(Labeled-object pointing entries)
┌────────
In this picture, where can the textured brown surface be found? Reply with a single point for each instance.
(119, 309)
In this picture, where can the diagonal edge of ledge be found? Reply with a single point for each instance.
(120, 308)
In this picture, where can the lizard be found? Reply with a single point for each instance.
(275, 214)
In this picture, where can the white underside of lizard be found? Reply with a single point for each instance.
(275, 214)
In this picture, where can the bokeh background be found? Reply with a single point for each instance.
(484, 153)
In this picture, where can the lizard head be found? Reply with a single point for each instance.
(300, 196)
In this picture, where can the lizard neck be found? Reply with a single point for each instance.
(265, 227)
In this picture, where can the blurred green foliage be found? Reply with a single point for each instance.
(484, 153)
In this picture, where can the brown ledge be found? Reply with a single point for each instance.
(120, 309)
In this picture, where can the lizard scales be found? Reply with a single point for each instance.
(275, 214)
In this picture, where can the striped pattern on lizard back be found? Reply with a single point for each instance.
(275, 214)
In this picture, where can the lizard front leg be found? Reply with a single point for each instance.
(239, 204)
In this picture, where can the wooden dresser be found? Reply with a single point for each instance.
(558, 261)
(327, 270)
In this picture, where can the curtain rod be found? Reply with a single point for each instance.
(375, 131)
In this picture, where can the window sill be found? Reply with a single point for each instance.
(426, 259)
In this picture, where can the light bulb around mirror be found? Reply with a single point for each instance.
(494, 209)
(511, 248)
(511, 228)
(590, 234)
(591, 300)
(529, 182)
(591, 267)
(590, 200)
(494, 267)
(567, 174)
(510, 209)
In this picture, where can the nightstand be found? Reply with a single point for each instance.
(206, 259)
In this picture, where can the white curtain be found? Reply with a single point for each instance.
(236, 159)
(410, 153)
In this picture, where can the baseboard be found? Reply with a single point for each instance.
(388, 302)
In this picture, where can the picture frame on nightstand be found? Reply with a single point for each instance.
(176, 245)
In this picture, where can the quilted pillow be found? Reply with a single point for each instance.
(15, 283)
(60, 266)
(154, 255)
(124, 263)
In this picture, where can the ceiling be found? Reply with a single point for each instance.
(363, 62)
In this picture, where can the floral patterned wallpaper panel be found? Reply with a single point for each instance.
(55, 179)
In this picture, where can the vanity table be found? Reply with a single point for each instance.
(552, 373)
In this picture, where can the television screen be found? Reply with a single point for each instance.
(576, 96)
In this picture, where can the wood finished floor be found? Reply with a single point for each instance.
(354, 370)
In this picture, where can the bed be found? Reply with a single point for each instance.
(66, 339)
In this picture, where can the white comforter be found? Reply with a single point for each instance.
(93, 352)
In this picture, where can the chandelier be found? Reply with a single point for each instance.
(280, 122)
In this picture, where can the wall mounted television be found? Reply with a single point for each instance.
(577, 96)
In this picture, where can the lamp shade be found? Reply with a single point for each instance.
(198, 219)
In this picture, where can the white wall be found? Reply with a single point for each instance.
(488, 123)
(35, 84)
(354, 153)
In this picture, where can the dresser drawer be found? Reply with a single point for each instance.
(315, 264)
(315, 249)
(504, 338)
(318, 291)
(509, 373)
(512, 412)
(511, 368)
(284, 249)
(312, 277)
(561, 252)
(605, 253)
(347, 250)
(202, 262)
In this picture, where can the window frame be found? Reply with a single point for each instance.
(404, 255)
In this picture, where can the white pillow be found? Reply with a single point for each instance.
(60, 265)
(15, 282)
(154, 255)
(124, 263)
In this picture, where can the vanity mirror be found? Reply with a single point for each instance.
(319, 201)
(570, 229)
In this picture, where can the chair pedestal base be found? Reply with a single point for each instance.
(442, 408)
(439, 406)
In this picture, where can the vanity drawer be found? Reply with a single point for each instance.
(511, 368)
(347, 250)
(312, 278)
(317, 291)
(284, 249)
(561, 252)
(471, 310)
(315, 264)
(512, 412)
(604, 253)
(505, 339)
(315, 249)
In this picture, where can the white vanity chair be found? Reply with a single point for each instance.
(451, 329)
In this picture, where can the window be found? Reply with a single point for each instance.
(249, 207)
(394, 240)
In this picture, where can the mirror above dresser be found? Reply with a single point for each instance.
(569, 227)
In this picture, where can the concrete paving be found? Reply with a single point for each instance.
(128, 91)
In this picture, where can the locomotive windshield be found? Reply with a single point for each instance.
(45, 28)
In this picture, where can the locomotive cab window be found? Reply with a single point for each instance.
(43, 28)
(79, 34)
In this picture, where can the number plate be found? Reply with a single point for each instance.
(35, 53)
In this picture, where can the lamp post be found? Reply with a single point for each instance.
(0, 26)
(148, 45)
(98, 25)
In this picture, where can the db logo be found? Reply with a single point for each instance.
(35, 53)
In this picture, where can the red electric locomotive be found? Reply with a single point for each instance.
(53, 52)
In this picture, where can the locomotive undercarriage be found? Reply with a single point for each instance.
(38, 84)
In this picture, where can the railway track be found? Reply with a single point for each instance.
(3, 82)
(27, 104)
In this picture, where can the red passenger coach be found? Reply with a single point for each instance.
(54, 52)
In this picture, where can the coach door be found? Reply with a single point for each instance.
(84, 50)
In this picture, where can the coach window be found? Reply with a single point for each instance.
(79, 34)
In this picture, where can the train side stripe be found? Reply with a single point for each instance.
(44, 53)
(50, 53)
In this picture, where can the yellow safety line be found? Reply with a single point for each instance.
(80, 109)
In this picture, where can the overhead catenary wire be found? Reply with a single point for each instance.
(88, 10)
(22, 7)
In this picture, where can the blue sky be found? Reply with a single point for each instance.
└────────
## To be done
Produce an exact repeat of the lines from the one containing "In this picture, where can the mirror" through the last line of the data, and nothing more.

## Full answer
In this picture, where can the mirror above dresser be found? Reply with a single point for each instance.
(569, 227)
In this picture, where can the concrete paving be found? Reply with a single point for each instance.
(128, 91)
In this picture, where can the locomotive windshield be found? Reply with a single point for each instance.
(45, 28)
In this picture, where can the locomotive cab window be found? Reply with a single point for each instance.
(43, 28)
(79, 34)
In this picture, where can the number plate be found? Reply with a single point for each instance.
(35, 53)
In this picture, where can the lamp post be found? Reply with a single point for each instance.
(0, 26)
(148, 45)
(98, 25)
In this picture, where can the db logo be found? Reply with a single point for each instance.
(35, 53)
In this picture, where can the red electric locomotive be found? Reply with a single point for each instance.
(53, 52)
In this picture, where can the locomotive undercarriage be found? Reply with a single point for each instance.
(38, 84)
In this picture, where can the railway track be found? Reply with a single point for each instance.
(3, 82)
(27, 104)
In this picture, where can the red passenger coach be found? Reply with a single point for each instance.
(54, 52)
In this picture, where can the coach door be found? Reply with a single point for each instance.
(84, 50)
In this picture, where can the coach window be found? Reply with a single point for each instance.
(79, 34)
In this picture, where can the train side stripe be found? Reply with a single point for each instance.
(44, 53)
(50, 53)
In this picture, where can the yellow safety line be found? Reply with a single point for each instance.
(80, 109)
In this picture, where can the overhead catenary wire be found? Reply with a single point for each instance.
(88, 10)
(22, 7)
In this picture, where can the blue sky be found? Reply with a single point for each instance.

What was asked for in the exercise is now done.